GIVEN INFORMATION:
+ + +
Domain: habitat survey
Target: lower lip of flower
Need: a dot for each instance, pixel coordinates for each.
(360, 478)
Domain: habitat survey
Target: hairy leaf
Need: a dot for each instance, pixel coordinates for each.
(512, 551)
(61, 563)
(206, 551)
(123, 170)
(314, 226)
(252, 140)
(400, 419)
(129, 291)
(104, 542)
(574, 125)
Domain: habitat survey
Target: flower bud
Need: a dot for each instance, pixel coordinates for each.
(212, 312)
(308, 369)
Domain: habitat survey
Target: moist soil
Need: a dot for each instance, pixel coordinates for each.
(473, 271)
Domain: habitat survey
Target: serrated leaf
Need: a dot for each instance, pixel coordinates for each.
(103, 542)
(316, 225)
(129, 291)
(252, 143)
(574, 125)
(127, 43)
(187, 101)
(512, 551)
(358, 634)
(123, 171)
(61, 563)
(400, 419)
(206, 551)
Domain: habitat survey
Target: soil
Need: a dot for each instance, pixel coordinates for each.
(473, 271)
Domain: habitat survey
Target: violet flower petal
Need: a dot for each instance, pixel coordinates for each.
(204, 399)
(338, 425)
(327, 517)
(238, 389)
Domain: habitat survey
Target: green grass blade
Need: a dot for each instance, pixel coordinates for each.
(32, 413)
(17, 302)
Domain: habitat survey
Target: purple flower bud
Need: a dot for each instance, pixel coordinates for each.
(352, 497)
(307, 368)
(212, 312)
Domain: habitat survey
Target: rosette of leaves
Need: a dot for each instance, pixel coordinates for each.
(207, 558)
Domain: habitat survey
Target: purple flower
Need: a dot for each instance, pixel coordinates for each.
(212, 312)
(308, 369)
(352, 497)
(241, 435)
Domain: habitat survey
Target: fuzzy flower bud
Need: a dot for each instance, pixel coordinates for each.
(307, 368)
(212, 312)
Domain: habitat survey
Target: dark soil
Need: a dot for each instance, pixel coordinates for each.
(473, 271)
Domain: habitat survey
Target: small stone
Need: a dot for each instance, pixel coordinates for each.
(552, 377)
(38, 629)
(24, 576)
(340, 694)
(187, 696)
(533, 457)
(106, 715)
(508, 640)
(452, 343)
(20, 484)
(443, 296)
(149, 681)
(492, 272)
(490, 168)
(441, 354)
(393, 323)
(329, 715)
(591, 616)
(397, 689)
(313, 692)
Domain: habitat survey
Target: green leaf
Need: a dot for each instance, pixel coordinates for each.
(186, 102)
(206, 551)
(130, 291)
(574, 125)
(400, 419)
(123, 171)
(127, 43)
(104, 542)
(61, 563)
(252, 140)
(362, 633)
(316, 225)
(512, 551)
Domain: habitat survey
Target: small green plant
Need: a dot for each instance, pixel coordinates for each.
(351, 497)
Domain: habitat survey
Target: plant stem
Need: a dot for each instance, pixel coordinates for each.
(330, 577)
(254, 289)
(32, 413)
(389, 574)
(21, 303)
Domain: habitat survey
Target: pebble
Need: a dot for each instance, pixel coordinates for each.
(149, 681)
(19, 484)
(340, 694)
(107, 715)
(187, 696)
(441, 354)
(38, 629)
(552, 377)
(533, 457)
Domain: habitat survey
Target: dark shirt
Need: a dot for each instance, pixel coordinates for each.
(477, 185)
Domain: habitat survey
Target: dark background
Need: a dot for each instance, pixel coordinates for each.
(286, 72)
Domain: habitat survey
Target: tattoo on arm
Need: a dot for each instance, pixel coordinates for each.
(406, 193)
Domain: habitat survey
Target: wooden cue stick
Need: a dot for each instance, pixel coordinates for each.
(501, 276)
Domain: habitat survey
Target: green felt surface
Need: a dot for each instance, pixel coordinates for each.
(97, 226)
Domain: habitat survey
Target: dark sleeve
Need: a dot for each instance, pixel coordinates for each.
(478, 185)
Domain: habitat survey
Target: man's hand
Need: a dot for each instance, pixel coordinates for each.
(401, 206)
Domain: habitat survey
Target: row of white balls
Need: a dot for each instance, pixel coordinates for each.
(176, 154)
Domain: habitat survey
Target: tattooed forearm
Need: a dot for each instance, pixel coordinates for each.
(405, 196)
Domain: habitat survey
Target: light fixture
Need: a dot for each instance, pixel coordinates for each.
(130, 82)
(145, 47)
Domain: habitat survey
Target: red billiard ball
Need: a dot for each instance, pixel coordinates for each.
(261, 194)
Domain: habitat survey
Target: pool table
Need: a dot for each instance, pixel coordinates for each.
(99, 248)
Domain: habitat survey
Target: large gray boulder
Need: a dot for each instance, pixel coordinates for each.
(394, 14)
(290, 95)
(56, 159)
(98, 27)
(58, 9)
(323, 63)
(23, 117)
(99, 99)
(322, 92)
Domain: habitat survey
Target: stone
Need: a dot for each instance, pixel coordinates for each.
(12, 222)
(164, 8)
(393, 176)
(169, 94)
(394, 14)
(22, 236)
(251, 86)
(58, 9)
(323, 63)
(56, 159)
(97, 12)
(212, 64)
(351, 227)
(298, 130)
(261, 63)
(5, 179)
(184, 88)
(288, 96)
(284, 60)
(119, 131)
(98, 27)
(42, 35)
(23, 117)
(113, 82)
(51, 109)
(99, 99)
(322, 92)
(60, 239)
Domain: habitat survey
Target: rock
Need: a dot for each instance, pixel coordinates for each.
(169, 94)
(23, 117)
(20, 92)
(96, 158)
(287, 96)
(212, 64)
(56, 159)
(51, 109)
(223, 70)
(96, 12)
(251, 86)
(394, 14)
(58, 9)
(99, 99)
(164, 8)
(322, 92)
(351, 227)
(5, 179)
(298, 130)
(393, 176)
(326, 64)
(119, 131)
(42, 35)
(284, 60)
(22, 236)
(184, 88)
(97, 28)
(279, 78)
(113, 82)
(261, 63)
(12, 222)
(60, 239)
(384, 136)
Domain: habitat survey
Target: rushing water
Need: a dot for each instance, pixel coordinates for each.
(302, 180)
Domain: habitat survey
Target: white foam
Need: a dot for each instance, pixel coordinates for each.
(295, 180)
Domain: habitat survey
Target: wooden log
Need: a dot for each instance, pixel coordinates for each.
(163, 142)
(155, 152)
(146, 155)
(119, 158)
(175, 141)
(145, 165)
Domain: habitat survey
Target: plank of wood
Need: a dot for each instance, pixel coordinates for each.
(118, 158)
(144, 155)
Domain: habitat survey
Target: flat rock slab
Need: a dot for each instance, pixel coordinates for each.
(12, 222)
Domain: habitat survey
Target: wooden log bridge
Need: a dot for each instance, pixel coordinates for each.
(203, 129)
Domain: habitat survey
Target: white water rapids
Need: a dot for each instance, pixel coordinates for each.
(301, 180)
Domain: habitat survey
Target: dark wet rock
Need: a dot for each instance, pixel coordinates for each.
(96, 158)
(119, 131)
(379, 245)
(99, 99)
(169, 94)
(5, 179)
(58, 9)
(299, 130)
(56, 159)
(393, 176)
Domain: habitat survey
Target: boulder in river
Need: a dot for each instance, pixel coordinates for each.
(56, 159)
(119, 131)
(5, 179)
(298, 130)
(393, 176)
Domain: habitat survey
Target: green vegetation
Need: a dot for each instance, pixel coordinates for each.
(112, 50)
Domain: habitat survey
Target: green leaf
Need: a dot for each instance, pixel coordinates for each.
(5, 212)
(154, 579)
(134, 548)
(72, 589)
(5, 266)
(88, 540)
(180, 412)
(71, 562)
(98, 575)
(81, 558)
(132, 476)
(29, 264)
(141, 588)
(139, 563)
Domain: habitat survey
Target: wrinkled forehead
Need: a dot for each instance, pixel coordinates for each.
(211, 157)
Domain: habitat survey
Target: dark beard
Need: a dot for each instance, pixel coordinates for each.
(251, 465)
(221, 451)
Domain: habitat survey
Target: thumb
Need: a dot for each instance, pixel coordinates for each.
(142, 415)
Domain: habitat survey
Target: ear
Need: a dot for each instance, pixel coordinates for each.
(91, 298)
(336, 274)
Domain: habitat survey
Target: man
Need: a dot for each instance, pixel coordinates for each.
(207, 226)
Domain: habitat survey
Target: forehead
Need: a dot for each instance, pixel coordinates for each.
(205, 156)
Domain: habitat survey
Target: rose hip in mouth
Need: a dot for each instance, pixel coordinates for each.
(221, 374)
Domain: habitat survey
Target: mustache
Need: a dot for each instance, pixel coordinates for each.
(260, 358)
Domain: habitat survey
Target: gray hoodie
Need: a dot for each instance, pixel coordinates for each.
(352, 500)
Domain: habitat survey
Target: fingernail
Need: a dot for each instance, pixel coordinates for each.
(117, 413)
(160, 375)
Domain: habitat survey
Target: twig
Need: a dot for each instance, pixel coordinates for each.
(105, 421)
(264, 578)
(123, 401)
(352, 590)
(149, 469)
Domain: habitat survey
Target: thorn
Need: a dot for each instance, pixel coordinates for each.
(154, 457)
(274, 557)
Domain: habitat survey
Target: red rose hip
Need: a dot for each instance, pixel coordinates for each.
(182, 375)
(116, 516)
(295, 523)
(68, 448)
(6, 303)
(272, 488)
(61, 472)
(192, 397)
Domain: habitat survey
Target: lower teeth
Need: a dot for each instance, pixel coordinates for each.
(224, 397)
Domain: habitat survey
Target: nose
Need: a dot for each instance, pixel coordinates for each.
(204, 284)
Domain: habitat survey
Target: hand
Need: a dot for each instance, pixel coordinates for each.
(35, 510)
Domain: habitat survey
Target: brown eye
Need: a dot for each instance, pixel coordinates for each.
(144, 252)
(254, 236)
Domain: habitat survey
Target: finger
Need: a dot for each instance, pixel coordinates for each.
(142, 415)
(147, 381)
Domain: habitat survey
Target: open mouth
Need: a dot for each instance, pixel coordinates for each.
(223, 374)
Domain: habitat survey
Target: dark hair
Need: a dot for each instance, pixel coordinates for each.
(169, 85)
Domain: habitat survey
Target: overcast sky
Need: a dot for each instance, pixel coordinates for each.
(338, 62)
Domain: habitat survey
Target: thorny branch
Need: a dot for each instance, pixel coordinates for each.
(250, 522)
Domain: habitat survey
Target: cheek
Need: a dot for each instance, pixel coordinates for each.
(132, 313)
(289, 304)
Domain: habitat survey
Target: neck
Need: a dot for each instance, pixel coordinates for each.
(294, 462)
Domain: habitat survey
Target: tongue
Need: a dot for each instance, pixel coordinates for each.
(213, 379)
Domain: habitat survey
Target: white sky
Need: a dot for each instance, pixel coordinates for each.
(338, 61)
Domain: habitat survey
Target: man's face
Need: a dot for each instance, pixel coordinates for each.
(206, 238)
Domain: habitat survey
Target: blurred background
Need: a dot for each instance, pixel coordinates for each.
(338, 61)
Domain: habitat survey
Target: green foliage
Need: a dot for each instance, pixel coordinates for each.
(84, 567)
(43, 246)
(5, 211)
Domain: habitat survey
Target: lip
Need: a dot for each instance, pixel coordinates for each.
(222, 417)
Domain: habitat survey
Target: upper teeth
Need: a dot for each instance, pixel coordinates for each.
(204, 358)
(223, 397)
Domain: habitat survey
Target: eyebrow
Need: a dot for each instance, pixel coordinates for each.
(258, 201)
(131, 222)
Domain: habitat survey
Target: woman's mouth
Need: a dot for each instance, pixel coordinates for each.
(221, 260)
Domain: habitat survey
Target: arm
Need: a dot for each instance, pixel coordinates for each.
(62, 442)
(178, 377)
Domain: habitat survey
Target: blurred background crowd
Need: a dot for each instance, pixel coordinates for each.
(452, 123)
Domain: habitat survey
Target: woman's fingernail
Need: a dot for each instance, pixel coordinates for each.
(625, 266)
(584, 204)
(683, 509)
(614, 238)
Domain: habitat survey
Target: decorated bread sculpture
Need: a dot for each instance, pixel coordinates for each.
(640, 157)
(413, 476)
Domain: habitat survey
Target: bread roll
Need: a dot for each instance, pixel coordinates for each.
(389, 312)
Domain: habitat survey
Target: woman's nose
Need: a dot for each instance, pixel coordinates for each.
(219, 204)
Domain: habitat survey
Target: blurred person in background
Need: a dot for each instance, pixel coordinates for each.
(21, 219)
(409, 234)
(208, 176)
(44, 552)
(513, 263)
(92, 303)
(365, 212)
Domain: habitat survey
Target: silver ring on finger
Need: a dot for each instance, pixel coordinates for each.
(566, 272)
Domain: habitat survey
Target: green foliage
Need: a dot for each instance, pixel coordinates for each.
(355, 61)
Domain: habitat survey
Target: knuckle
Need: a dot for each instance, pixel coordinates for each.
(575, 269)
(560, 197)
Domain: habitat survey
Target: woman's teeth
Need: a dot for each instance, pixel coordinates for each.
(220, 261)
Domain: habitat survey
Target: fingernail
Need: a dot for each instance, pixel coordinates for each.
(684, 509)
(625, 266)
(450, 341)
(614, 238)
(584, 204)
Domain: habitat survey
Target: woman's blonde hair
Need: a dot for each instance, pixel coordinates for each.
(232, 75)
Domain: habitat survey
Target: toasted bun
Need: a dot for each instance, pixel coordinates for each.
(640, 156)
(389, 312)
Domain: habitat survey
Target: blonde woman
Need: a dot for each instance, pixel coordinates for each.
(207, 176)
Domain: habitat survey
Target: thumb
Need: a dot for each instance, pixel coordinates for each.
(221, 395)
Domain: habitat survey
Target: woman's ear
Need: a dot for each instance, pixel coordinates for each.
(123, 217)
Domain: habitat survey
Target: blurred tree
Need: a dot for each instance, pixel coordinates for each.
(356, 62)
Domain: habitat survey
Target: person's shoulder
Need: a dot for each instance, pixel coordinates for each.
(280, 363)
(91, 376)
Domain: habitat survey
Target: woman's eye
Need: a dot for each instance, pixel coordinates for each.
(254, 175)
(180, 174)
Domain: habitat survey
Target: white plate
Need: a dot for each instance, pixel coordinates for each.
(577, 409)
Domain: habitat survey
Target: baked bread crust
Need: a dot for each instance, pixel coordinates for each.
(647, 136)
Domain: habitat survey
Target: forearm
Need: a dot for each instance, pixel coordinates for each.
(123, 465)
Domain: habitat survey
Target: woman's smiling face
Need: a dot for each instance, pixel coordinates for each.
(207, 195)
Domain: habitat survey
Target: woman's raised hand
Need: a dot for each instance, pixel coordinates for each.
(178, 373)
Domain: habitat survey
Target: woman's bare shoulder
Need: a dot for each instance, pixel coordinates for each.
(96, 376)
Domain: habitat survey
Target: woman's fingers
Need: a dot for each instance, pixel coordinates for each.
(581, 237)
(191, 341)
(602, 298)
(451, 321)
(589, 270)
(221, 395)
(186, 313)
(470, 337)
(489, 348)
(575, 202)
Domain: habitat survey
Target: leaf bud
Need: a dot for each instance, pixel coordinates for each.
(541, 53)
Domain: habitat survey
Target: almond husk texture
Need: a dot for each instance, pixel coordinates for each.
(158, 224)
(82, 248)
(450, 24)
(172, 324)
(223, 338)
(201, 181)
+ + +
ACTIVITY:
Exactly as they appear, write out the lines from the one containing "Target: woman's bare shoulder" through the final line of the entries above, both included.

RESPONSE AREA:
Target: woman's bare shoulder
Need: a dot for each instance, pixel coordinates for each.
(96, 376)
Domain: habitat survey
Target: woman's fingers
Need: a dot for each instance, pixel coordinates for each.
(581, 237)
(191, 341)
(602, 298)
(451, 321)
(589, 270)
(221, 395)
(186, 313)
(470, 337)
(489, 348)
(575, 202)
Domain: habitat survey
Target: leaf bud
Need: a dot for each instance, pixel coordinates for each.
(541, 53)
Domain: habitat survey
Target: almond husk texture
Need: a dot for each instance, pixel coordinates for each.
(158, 224)
(82, 248)
(450, 24)
(172, 324)
(223, 338)
(201, 181)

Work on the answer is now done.